RECORDS FOR THIS EXERCISE —

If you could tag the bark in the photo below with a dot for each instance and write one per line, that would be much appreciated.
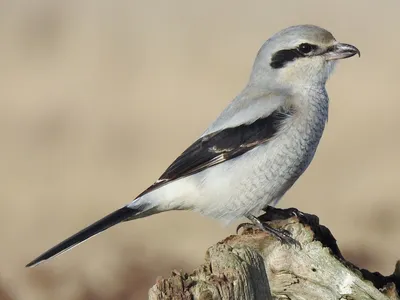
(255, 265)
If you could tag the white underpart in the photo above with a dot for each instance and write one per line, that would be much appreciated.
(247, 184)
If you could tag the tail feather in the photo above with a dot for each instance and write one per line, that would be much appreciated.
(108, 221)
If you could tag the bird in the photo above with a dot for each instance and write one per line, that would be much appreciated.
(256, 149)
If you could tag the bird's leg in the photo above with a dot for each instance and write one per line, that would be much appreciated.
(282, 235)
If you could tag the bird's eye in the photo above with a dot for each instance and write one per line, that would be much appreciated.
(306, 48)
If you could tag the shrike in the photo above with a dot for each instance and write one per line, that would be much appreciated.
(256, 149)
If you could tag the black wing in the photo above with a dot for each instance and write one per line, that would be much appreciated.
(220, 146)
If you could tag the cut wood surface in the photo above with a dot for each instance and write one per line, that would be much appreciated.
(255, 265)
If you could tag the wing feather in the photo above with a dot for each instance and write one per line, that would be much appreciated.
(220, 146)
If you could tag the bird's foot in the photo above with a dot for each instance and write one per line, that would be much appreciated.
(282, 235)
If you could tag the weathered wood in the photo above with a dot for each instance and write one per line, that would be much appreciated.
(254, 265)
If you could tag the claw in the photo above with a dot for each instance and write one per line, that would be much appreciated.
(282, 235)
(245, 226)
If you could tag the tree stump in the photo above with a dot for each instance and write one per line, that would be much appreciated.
--
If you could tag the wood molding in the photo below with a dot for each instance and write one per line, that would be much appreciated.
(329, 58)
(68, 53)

WHAT IS REQUIRED — For this exercise, repeat exactly the lines of the data above from the one with "If you could tag the black" down to the one with "If you could tag the tree", both end lines included.

RESULT OF THIS EXERCISE —
If you could tag the black wing in the photo above with a dot for each instance and write one per line, that would be much appreciated.
(220, 146)
If you could tag the cut wood surface in the photo above with a dot for each instance and write one per line, that would be much appreciated.
(255, 265)
If you could tag the wing feather in the photo above with a dot for each instance and write one per line, that would be much appreciated.
(220, 146)
If you could tag the bird's foot in the photo above with a dot for each instance and write one per line, that would be much appreciated.
(282, 235)
If you could tag the weathered wood in the photo above with a dot for each instance and write one per line, that would be much appreciated.
(254, 265)
If you could tag the claw in the photo above with a dot for each instance and write one per line, that would be much appreciated.
(282, 235)
(245, 226)
If you could tag the tree stump in the photo above with a dot for each instance and write one per line, that would be much appreciated.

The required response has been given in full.